Dataset excerpt:
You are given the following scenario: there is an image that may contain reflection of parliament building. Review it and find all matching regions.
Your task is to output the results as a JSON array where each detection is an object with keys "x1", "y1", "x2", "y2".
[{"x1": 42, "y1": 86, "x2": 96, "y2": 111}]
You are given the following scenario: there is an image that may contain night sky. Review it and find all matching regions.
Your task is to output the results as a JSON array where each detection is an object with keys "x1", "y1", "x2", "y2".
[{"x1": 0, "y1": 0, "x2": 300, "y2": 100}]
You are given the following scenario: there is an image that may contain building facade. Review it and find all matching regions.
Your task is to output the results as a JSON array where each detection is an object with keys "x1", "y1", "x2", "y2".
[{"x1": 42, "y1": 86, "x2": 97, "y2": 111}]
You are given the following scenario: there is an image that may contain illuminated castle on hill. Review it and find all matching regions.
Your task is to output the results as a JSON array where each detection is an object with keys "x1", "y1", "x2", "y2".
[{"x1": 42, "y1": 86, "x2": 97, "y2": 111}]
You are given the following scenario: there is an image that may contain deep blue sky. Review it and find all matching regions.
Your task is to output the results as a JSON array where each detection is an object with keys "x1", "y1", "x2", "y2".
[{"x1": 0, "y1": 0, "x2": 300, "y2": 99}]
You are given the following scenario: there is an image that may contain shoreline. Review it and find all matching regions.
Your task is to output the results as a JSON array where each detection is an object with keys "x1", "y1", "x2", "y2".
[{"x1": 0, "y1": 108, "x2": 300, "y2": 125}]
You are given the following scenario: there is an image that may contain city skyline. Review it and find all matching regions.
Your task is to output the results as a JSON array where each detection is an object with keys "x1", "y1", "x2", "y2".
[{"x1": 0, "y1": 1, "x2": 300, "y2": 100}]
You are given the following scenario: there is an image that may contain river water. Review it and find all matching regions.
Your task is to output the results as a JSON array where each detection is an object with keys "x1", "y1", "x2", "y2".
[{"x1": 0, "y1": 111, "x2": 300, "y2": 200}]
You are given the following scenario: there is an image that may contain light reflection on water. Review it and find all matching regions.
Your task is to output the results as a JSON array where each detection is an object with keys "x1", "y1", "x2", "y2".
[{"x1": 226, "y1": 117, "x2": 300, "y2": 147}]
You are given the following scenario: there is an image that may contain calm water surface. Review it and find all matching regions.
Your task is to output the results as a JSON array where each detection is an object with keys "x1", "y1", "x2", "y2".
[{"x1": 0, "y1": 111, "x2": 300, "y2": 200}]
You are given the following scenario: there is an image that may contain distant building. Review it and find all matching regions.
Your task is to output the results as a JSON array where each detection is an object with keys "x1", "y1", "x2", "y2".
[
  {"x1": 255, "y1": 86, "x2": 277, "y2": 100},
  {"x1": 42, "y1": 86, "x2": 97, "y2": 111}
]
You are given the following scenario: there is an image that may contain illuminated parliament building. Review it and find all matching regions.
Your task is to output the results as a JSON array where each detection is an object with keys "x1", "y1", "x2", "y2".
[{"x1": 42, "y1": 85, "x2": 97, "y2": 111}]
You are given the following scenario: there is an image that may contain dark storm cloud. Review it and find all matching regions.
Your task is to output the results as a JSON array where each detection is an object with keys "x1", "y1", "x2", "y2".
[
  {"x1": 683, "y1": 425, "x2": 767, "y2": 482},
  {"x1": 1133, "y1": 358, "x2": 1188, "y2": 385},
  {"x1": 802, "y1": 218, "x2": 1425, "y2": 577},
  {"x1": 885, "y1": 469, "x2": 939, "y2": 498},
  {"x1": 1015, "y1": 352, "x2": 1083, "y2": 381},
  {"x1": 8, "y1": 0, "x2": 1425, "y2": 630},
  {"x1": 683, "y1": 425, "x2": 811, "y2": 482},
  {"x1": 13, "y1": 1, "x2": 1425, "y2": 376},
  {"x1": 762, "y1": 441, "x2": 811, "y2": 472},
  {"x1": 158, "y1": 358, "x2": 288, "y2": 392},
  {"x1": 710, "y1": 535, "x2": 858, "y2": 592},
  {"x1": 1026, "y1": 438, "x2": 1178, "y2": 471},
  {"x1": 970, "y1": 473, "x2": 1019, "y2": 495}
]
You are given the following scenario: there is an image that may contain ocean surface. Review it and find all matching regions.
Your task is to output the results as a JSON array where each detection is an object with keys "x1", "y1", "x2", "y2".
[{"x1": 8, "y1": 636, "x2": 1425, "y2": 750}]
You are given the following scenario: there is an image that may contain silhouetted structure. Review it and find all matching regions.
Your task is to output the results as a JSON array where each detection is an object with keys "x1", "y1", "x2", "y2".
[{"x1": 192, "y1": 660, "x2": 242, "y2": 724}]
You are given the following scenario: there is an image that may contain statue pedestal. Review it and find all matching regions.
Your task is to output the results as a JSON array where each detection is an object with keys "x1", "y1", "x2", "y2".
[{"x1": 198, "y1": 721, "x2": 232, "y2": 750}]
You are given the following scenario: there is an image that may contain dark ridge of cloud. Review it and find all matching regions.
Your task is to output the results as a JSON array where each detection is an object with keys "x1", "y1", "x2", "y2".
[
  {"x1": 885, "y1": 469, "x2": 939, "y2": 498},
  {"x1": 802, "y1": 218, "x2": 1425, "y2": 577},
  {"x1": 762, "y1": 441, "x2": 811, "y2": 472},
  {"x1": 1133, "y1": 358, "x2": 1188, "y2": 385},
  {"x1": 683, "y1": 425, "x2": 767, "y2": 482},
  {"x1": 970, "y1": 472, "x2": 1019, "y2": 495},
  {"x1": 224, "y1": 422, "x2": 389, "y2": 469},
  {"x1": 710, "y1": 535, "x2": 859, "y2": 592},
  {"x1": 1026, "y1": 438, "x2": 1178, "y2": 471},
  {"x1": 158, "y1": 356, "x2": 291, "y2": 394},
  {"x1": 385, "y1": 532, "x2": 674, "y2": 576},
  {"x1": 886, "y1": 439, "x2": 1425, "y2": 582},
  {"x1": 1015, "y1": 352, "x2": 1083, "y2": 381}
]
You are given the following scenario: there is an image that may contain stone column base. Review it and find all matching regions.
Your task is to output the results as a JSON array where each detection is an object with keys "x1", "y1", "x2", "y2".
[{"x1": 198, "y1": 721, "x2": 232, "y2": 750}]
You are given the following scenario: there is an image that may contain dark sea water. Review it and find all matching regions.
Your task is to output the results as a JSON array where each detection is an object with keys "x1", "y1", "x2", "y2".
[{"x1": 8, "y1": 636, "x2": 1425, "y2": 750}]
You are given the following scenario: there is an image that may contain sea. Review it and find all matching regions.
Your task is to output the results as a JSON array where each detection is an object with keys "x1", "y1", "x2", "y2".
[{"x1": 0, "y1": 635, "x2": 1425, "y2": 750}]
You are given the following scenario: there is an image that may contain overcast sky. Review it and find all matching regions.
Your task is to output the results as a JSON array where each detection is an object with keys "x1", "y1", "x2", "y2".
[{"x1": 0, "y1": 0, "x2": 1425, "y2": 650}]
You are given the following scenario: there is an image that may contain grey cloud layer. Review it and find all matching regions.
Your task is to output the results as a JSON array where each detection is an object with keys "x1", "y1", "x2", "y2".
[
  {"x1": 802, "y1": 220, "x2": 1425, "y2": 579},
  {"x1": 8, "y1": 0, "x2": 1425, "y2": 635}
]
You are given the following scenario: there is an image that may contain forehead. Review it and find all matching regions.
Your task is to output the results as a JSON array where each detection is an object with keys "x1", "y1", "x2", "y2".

* _PROBLEM DETAILS_:
Count the lines in the rows above that contain the string "cloud", and reply with the number alone.

* _WRITTEN RESPONSE_:
3